▶ WRITTEN REQUEST A:
Answer these questions about the post on software development infrastructure:
(i) According to the post, what is software development not only about?
(ii) In which part of the development cycle picture do things get interesting, according to the post?
(iii) Which build system is named as the main one for the build system plugins the author has done?

┌─ SELECTION

Software development infrastructure. Part 0x00. Introduction

in #utopian-io7 years ago (edited)

Introduction

Software development isn’t about writing code. At least not only. I would like to share my experience with the non-code-writing part

Development cycle

It feels people are convinced software development works more or less like this:
Software development cycle

And it’s roughly true. It does however get interesting when one gets into details of what happens in the lower left of that picture, between the developer and the product.

  • How do you write code?
  • Where do you store code?
  • How do you track changes?
  • How do you handle business expectations?
  • How do you handle customer feedback/complaints?
  • How do you verify that your project does what it is supposed to?
  • How do you arrange work with your workmates?
  • How do you construct the end product?
  • How do you deliver it?
  • How do you monitor your products?
  • How do you fix things?
  • How do you recover your system?
  • How do you cleanup the bug spill?
  • How do you maintain backups?

And so on, and so forth.

Obviously, I would not expect a fresh software development enthusiast to know these things. After all, they have just written a premium hello world app and should not be bothered with all the ugly boring logistics crap. Some of the senior ones still don’t know this. And it still may be fine.

I’ve been doing this boring stuff ever since I started working in the industry. Although I am a dev, I have already done:

  • Windows installers
  • Build scripts
  • Code generator pre- and post- generation cleanup/fixes
  • Continuous Integration servers with integration builds, release builds, code analysis
  • Project configuration in Ant/Maven/Gradle/Make/Bash/Python/…
  • Version Control config/migration/integration
  • Artefacts repositories
  • Ticket systems
  • IDE setup
  • Code Style guides for the team
  • Monitoring/alerting solutions
  • Product deployment
  • Product configuration
  • Technical documents
  • Integration tests
  • Performance/stress tests
  • Inspection tools
  • Release management
  • Backups management
  • Recovery testing
  • Build system plugins (Maven mainly)

└─
┌─ MATERIAL

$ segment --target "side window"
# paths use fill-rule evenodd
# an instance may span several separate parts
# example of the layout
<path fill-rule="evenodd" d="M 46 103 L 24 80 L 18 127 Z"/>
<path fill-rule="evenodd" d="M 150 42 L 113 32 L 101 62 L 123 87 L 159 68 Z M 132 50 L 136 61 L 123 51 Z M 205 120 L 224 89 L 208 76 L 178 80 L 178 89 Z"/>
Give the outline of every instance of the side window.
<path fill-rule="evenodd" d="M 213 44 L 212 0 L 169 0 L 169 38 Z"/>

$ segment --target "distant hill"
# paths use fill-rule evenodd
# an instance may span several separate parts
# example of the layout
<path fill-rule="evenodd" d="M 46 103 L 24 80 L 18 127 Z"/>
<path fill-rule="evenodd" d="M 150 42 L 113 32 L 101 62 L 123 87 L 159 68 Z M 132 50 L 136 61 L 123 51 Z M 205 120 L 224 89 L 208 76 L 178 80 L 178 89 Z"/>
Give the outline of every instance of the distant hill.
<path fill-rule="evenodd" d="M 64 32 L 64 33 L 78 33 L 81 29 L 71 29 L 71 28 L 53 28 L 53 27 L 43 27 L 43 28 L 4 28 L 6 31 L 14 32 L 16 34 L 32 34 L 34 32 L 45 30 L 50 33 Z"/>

└─
┌─ MATERIAL

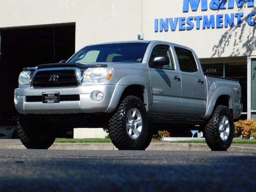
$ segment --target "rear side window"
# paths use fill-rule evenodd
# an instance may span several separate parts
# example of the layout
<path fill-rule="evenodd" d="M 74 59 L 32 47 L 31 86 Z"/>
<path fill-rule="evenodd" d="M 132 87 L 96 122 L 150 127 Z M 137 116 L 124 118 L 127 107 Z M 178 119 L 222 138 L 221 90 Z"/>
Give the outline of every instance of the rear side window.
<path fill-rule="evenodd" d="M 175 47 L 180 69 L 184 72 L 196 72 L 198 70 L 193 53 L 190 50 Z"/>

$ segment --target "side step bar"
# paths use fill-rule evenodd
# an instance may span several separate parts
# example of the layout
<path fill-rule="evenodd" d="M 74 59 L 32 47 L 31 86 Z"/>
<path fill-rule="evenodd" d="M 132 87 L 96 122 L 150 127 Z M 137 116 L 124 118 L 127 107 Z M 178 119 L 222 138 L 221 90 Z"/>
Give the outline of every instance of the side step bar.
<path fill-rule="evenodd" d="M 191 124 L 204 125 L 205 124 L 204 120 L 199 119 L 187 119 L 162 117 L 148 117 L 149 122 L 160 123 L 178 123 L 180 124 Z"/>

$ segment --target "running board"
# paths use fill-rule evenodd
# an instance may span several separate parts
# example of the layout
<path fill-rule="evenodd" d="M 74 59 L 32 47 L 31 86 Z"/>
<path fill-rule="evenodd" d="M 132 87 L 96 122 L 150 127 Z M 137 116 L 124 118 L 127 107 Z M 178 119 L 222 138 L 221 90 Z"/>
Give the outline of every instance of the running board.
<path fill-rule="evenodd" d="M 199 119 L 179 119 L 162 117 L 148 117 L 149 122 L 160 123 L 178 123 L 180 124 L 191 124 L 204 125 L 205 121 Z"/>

└─
┌─ MATERIAL

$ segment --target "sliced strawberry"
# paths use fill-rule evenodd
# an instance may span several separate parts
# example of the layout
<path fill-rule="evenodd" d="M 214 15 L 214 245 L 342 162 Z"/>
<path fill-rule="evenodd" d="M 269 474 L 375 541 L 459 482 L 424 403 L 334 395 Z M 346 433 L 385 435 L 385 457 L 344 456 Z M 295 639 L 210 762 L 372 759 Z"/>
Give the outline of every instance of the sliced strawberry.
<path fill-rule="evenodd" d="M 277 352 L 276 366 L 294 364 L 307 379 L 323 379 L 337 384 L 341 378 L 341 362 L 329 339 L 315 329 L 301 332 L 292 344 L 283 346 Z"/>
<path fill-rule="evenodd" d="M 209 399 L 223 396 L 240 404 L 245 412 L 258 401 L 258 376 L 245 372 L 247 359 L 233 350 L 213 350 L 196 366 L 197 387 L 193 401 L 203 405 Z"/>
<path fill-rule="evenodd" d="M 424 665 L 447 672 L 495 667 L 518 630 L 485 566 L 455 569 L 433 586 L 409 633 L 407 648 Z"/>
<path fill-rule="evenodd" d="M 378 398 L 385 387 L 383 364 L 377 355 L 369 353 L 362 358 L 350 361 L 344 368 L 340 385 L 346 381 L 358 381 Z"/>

└─

▶ WRITTEN REQUEST B:
Return every line of the records that contains the string "sliced". Case counts.

▶ FULL OUTPUT A:
(i) Writing code.
(ii) The lower left, between the developer and the product.
(iii) Maven.

▶ FULL OUTPUT B:
$ segment --target "sliced strawberry"
Give the outline of every instance of the sliced strawberry.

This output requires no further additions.